== Data for analysis ==
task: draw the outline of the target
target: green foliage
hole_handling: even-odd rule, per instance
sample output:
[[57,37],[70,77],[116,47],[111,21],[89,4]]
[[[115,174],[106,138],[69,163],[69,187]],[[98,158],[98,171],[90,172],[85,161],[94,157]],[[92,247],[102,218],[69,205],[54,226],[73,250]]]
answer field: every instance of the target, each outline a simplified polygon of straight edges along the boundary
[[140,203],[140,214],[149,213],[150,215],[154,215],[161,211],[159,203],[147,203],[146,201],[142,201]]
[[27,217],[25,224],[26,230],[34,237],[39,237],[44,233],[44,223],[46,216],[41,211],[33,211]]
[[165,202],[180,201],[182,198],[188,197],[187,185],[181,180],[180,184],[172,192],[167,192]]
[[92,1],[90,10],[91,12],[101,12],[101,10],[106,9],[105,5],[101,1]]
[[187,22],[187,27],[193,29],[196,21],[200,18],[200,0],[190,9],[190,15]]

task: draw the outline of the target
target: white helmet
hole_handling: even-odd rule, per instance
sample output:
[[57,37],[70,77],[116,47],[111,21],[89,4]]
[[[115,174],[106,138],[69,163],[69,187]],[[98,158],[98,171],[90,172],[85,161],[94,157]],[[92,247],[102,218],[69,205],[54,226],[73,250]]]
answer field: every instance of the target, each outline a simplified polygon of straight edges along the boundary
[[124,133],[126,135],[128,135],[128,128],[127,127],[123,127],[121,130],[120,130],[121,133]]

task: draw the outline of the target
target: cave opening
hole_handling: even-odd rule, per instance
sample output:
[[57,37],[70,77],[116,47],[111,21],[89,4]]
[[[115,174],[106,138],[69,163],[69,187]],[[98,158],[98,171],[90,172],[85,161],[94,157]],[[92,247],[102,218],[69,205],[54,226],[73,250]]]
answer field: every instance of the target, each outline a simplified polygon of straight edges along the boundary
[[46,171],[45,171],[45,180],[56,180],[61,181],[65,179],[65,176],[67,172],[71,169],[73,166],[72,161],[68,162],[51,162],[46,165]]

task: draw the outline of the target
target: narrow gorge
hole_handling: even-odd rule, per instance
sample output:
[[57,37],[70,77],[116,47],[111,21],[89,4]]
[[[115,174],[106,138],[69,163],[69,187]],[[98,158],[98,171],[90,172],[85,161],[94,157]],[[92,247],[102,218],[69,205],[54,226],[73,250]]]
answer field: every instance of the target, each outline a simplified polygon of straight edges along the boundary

== Exercise ==
Return each entry without altering a single word.

== Output for this exercise ==
task: draw the outline of the target
target: green foliage
hole_handling: even-odd rule, per instance
sample output:
[[57,37],[70,77],[116,47],[111,21],[89,4]]
[[[115,174],[106,138],[69,163],[69,187]],[[98,158],[98,171],[90,172],[85,161],[94,157]],[[92,247],[102,218],[69,205],[54,226],[73,250]]]
answer field: every instance of the target, each outline a simplified polygon of straight edges along the boundary
[[140,203],[140,214],[149,213],[150,215],[154,215],[161,211],[159,203],[147,203],[146,201],[142,201]]
[[27,217],[25,224],[26,230],[34,237],[39,237],[44,233],[44,223],[46,216],[41,211],[33,211]]
[[165,202],[180,201],[182,198],[188,197],[187,185],[181,180],[180,184],[172,192],[167,192]]
[[92,1],[90,10],[91,12],[101,12],[101,10],[106,9],[105,5],[101,1]]
[[187,22],[187,27],[193,29],[196,21],[200,18],[200,0],[190,9],[190,15]]

task: draw the outline of the target
target: white helmet
hole_handling: even-odd rule, per instance
sample output:
[[57,37],[70,77],[116,47],[111,21],[89,4]]
[[[115,174],[106,138],[69,163],[69,187]],[[98,158],[98,171],[90,172],[85,161],[94,157]],[[92,247],[102,218],[69,205],[54,226],[73,250]]]
answer field: every instance of the target, each outline a simplified polygon of straight edges along the boundary
[[124,133],[126,135],[128,135],[128,128],[127,127],[123,127],[121,130],[120,130],[121,133]]

task: draw the outline of the target
target: cave opening
hole_handling: even-odd rule, per instance
sample output:
[[57,37],[70,77],[116,47],[111,21],[89,4]]
[[[115,174],[106,138],[69,163],[69,187]],[[98,158],[98,171],[90,172],[85,161],[94,157]],[[92,247],[102,218],[69,205],[54,226],[73,250]]]
answer field: every instance of the target, each outline a simplified polygon of straight edges along the boundary
[[46,171],[45,171],[45,180],[56,180],[61,181],[65,179],[65,176],[67,172],[71,169],[73,166],[72,161],[68,162],[51,162],[46,165]]

task: draw the outline of the target
target: narrow gorge
hole_handling: even-odd rule, per instance
sample output:
[[57,37],[70,77],[116,47],[111,21],[89,4]]
[[[115,174],[106,138],[69,163],[69,187]],[[98,158],[98,171],[90,172],[85,161],[94,157]],[[92,247],[102,218],[69,205],[54,226],[73,250]]]
answer field: every instance of the target, each outline a simplified polygon of straight edges along the boundary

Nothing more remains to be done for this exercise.